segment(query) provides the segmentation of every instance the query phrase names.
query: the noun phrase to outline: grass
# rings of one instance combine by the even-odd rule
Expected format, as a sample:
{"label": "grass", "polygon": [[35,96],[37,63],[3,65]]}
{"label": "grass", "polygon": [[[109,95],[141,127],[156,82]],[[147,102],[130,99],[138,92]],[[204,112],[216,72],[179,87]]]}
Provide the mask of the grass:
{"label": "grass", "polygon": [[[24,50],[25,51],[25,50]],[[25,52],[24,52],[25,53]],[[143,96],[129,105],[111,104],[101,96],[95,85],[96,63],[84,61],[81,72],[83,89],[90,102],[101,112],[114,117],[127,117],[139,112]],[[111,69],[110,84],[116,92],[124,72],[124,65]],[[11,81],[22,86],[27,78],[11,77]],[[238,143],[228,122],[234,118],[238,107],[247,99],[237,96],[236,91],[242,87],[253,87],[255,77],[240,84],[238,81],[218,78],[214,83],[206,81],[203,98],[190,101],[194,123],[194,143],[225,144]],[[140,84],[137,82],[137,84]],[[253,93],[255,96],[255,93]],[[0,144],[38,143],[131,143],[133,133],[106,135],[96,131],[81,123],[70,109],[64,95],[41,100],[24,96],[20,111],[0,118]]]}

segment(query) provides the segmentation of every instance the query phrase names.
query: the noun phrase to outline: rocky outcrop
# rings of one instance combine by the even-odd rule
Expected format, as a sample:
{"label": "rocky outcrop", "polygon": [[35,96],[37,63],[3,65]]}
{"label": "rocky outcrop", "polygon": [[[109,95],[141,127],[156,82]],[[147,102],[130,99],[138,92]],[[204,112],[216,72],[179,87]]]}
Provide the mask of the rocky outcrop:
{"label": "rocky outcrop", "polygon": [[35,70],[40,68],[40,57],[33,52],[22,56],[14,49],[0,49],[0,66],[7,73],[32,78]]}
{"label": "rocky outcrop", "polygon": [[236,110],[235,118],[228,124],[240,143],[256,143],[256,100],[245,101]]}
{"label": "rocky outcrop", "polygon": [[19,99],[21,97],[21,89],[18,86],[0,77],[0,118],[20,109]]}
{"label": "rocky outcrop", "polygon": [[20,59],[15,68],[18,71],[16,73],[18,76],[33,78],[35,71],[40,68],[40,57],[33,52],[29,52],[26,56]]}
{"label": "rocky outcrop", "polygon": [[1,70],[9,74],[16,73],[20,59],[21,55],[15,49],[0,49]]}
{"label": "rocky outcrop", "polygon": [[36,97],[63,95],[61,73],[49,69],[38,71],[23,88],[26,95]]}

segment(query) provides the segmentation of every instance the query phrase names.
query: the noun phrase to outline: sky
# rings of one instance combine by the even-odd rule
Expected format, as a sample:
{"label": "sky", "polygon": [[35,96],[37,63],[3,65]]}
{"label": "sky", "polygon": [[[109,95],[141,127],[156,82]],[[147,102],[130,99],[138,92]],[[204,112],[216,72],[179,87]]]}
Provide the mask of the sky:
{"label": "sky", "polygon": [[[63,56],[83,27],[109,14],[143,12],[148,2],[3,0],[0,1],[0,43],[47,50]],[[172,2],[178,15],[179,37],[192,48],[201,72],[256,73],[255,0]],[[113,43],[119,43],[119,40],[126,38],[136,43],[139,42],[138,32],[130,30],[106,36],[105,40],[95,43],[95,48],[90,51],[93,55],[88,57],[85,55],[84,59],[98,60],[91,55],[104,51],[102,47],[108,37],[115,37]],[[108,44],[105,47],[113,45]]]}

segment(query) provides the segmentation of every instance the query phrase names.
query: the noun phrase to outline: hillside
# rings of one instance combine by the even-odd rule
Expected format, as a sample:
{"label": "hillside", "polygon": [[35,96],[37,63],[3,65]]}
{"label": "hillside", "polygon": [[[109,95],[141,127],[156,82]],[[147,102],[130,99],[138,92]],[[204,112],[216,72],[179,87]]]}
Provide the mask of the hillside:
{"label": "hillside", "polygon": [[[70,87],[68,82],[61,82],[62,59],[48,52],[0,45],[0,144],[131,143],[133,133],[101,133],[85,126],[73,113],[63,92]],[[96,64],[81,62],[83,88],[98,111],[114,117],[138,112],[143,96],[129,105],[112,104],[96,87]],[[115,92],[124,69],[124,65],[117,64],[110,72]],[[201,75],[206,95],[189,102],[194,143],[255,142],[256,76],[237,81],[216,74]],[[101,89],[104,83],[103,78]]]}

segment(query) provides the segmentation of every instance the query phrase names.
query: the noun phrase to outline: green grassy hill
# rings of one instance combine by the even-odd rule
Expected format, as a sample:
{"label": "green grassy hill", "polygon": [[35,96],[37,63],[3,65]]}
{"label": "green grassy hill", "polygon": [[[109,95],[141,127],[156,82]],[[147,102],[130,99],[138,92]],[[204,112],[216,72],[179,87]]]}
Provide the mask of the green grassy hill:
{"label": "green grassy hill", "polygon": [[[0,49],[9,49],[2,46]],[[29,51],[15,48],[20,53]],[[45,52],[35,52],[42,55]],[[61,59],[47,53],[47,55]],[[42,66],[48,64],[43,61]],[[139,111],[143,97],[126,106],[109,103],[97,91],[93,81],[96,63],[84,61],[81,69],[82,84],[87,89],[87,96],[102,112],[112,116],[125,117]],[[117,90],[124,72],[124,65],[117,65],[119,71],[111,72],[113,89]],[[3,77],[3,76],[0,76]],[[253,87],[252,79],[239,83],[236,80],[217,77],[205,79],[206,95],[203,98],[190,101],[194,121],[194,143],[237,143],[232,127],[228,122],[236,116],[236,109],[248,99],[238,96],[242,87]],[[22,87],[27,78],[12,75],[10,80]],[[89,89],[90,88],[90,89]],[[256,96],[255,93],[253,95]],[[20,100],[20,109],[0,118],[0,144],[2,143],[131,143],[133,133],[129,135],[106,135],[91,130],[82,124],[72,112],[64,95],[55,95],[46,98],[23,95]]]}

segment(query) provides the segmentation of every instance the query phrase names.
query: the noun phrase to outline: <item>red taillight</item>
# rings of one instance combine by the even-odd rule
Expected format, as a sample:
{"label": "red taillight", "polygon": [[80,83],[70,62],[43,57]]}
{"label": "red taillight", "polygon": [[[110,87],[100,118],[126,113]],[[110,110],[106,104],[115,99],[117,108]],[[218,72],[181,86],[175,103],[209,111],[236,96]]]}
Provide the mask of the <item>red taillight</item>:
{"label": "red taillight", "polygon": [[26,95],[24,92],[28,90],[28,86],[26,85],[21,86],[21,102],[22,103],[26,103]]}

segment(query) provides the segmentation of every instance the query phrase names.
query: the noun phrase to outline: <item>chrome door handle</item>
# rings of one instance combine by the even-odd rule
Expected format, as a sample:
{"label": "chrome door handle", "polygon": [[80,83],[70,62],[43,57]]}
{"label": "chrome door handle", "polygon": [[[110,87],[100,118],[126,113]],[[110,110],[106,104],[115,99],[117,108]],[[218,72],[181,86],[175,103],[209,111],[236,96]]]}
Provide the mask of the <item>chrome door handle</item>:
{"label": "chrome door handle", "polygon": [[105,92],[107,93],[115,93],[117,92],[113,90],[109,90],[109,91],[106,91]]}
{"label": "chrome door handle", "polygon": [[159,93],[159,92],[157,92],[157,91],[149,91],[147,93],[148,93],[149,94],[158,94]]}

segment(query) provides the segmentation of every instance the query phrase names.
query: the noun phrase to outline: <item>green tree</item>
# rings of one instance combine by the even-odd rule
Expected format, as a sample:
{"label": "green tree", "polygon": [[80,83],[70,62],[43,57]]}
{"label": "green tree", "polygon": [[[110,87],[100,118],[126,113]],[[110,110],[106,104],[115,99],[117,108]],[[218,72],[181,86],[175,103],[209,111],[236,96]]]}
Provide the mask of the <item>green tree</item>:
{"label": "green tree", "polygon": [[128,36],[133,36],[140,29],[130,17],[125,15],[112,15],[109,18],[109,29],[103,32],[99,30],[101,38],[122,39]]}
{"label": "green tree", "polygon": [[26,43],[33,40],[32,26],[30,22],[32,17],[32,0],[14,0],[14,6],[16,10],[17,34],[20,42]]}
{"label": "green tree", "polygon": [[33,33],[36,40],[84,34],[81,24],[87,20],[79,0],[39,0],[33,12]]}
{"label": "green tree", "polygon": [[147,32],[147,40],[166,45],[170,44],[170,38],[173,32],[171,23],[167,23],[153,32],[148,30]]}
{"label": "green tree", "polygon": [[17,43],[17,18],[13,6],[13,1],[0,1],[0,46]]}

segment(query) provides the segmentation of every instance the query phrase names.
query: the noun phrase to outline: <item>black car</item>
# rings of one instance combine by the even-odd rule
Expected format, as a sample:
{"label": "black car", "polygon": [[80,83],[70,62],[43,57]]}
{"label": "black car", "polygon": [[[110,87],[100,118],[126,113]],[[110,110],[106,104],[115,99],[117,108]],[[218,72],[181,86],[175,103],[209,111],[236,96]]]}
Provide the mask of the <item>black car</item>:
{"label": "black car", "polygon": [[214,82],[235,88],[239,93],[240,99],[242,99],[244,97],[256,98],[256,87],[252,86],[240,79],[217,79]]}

PROBLEM | Count the lines in the records above that contain the string "hillside", with case counting, and give only the number.

OUTPUT OF THE TASK | 5